#### Belge bölümü

Emsal Mahkeme Kararı Ankara 6. Asliye Ticaret Mahkemesi 2018/984 E. 2021/5 K. 12.01.2021 T.

Görüntülediğiniz mahkeme kararı kesinleşmiş bir karardır.

T.C. ANKARA 6. ASLİYE TİCARET MAHKEMESİ
T.C.
ANKARA TÜRK MİLLETİ ADINA
6.ASLİYE TİCARET MAHKEMESİ KARAR
ESAS NO : 2018/984 Esas
KARAR NO : 2021/5

DAVA : İtirazın İptali
DAVA TARİHİ : 31/12/2018
KARAR TARİHİ : 12/01/2021
KARAR YAZIM TARİHİ : 01/02/2021

Mahkememizde görülmekte olan İtirazın İptali (Ticari Satımdan Kaynaklanan) davasının yapılan açık yargılaması sonunda,
GEREĞİ DÜŞÜNÜLDÜ:
Davacı vekili dava dilekçesinde özetle; taraflar arasında ticari ilişki bulunduğunu, davacı tarafından tedarik edilip teslim edilen ürünlere ilişkin fatura düzenlendiğini, davacı şirketin davalıya faturaları ve ilgili ürünleri … Kargo …Kargo no ile gönderdiğini ve kargonun davalı yanca 03/04/2017 tarihinde kabul edildiğini, faturaya ilişkin bedelin ödenmemesi üzerine, davalı aleyhine icra takibi başlatıldığını, davalı taralın borca itiraz ederek takibi durdurduğunu, davalı tarafından haksız ve kötü niyetli olarak icra takibine itiraz edildiğini, itiraz üzerine takibin durduğunu belirterek davalının haksız itirazının iptali ile takibinin devamına karar verilmesini, davalının borcu olan 2.381,62 TL asıl alacağı, 167,95 TL, faizi, masrafları ve avukatlık ücretini ödemeye karar verilmesini, takip konusu alacağın % 20 sinden aşağı olmamak üzere icra inkar tazminatına hükmedilmesine karar verilmesini talep etmiştir.

########

• [Yapılacaklar]:
(A) Mahkeme kararına göre aşağıdaki soruları yanıtlayın.
(i) Dava hangi tarihte açılmıştır?
(ii) Karar yazım tarihi nedir?
(iii) Davacının talep ettiği asıl alacak tutarı ne kadardır?
(B) Kayıtlarda "traces" dizesini içeren bütün satırları toplayın. Büyük ve küçük harf ayrımını dikkate alın.
Bu mahkeme kararı ile kayıtlar arasında herhangi bir ilgi yoktur.

#### Görev verileri

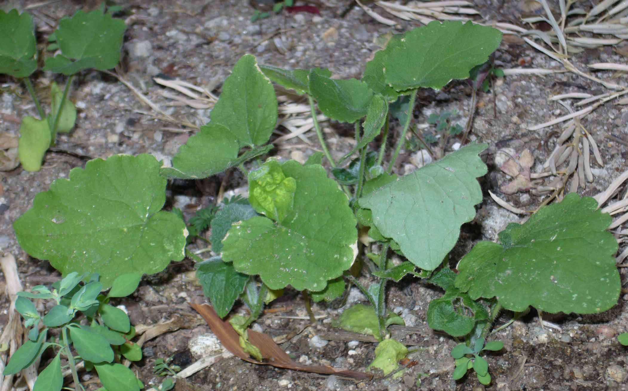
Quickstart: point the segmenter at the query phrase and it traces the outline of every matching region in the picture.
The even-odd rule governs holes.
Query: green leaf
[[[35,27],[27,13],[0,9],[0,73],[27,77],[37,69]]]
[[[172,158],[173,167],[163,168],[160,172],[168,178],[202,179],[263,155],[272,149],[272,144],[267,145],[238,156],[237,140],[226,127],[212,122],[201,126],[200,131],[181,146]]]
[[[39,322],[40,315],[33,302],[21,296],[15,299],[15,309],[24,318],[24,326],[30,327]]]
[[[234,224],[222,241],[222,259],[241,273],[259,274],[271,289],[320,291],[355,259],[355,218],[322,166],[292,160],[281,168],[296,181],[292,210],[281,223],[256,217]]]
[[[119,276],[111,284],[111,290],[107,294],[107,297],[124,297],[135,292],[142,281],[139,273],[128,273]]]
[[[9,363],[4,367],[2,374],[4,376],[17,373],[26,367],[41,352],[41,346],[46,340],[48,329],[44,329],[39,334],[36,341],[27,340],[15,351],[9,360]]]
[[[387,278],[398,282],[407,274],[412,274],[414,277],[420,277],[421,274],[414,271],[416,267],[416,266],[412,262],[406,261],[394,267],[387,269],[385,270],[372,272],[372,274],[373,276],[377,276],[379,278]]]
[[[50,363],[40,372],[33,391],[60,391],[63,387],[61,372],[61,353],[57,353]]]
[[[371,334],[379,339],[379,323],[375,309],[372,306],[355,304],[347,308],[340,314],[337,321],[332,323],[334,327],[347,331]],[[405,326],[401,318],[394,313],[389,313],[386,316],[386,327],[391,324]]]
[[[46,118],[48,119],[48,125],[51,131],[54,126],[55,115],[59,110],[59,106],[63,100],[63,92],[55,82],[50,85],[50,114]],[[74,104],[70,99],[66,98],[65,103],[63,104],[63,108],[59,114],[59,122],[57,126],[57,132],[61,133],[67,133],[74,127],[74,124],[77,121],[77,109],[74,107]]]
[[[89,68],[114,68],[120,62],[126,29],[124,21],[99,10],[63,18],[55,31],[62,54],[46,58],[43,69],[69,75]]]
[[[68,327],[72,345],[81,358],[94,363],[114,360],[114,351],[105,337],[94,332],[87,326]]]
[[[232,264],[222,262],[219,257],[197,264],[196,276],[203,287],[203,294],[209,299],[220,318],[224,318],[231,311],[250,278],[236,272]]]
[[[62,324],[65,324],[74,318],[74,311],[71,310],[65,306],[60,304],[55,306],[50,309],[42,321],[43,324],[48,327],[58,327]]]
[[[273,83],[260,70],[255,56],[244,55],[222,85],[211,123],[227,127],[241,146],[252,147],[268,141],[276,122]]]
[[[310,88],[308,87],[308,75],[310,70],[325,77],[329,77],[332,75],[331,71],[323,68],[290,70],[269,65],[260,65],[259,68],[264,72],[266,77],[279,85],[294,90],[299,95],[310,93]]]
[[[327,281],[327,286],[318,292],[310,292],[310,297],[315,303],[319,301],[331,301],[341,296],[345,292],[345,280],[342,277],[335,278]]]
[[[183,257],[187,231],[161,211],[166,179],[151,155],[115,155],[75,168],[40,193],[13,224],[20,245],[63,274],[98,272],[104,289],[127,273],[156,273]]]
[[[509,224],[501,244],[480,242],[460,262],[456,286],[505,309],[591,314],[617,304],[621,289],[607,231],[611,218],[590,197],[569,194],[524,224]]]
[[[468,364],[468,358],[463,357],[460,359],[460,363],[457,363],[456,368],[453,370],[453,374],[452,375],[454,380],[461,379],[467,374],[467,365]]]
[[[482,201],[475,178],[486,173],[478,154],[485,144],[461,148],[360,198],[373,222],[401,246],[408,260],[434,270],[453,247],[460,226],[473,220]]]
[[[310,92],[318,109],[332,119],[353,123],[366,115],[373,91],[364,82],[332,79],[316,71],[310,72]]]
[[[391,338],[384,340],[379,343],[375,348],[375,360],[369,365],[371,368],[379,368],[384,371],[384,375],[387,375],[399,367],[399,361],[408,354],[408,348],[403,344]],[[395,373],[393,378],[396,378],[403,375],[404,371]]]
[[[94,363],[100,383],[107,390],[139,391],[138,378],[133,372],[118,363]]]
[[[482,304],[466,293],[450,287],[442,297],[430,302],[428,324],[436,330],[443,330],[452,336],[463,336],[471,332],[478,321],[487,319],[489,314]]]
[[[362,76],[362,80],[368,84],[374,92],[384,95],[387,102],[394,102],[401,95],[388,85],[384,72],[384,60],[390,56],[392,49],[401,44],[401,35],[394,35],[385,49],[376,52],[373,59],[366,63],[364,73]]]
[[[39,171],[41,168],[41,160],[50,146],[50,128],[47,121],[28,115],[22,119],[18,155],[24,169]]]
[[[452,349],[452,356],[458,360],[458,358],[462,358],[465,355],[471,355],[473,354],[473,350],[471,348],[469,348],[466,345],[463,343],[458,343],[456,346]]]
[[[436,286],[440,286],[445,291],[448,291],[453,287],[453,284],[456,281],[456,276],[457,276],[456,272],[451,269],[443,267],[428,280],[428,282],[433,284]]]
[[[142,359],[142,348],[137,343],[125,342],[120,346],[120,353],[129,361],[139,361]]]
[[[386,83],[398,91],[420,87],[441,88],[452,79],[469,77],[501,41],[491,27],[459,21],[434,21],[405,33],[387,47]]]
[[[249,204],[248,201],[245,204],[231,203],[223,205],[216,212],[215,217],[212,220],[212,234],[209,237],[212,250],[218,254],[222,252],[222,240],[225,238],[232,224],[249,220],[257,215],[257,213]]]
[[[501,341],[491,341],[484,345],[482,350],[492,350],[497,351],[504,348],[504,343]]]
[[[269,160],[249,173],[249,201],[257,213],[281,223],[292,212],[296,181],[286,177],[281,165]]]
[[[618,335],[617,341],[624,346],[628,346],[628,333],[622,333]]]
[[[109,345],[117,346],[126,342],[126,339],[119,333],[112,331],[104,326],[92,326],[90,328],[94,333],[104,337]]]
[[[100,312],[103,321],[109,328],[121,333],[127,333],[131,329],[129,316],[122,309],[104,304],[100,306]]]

########

• [Yanıtlar]:
(A)
(i) Dava 31/12/2018 tarihinde açılmıştır.
(ii) Karar yazım tarihi 01/02/2021'dir.
(iii) Talep edilen asıl alacak tutarı 2.381,62 TL'dir.

(B)
Quickstart: point the segmenter at the query phrase and it traces the outline of every matching region in the picture.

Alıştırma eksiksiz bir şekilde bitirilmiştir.